Start of Exercise text

I am SO excited for this time away. We have nothing planned for two entire days (other than sitting in the hot springs, of course!). I'm looking forward to just relaxing with my Hubbin all day long! I'm sure we will come home with tons of pictures and wonderful stories (both stories for sharing and stories not for sharing...). I'm so THANKFUL that we are able to do this right now-financially and emotionally. I think it will be really good for us.

If you think of it please pray that we have a wonderfully rejuvenating two days! :)

I am so emotionally worn down right now that I cannot think of a better way to spend two days than doing nothing with my Hubbin. And I know he is physically exhausted from working so many hours as well as emotionally drained from the last month of madness.

On To Other Topics:

Mom's stem cells never moved out into her bloodstream last week so they gave her a "mobilizer" shot (one every night) and finally got to "harvest" some cells today. She is staying in Denver at the hotel now as it is too draining for her to drive back and forth twice in a day or to stay down there all day with nowhere to rest. She posted a pretty good picture of the "international harvester" used to gather her cells on Facebook that you should check out.

We have spoken with Glen and Linda (mostly Linda) via skype twice now and I cannot tell you how GOOD it is to see them and hear their voices. They are very interested in how things are going here and how everyone is doing. (So if you are one of those people that haven't contacted them since they left maybe you should shoot them an email at glenandlinda@hotmail.com). We told them about Joel's neck and my thyroid and Mom's progress and moving steal with Kirk. It was such a good conversation despite being cut off several times(they have REALLY bad Internet connection for live feeds).

End of Exercise text
Start of Dataset extract

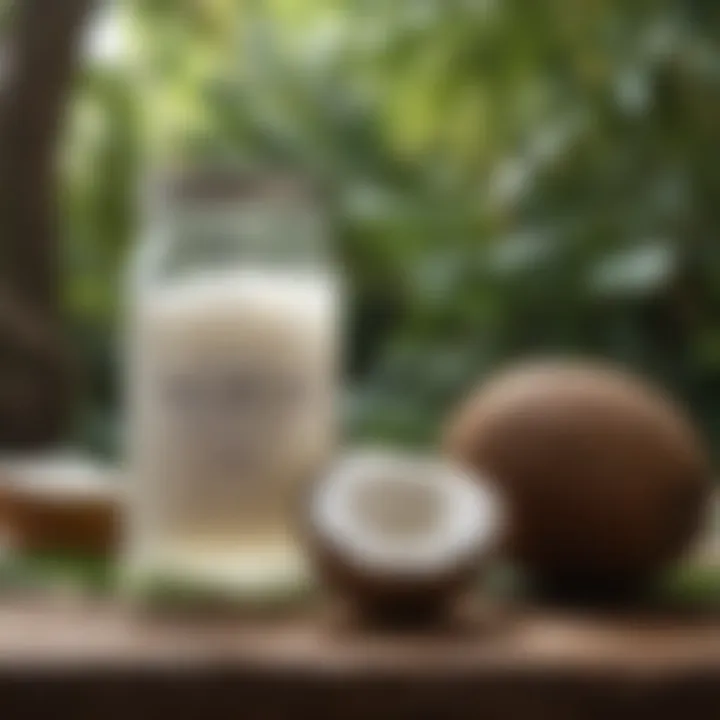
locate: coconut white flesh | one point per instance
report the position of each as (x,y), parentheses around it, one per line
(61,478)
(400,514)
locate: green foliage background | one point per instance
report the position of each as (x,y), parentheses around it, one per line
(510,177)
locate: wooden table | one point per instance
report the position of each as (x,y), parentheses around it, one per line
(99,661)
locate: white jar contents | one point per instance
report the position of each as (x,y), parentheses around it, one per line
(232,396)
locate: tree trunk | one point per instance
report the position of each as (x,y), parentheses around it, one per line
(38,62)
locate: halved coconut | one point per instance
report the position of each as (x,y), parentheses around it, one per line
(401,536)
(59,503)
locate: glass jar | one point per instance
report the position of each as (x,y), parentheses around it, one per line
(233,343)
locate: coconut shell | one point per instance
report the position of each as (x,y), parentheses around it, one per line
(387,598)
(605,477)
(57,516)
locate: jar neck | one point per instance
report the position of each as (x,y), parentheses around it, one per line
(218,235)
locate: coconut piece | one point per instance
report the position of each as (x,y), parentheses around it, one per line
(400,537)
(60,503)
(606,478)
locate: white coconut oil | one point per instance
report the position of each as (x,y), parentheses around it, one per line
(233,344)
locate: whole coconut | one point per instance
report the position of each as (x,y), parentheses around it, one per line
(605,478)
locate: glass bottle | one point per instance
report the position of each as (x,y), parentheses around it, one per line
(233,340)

End of Dataset extract

Exercise 1
From the text about the two-day getaway, quote the passage starting at "I am so emotionally" and ending at "should check out.".
Exercise 2
In the text about the two-day getaway, where is Mom staying now?

Written response 1
I am so emotionally worn down right now that I cannot think of a better way to spend two days than doing nothing with my Hubbin. And I know he is physically exhausted from working so many hours as well as emotionally drained from the last month of madness.

On To Other Topics:

Mom's stem cells never moved out into her bloodstream last week so they gave her a "mobilizer" shot (one every night) and finally got to "harvest" some cells today. She is staying in Denver at the hotel now as it is too draining for her to drive back and forth twice in a day or to stay down there all day with nowhere to rest. She posted a pretty good picture of the "international harvester" used to gather her cells on Facebook that you should check out.

Written response 2
At the hotel in Denver.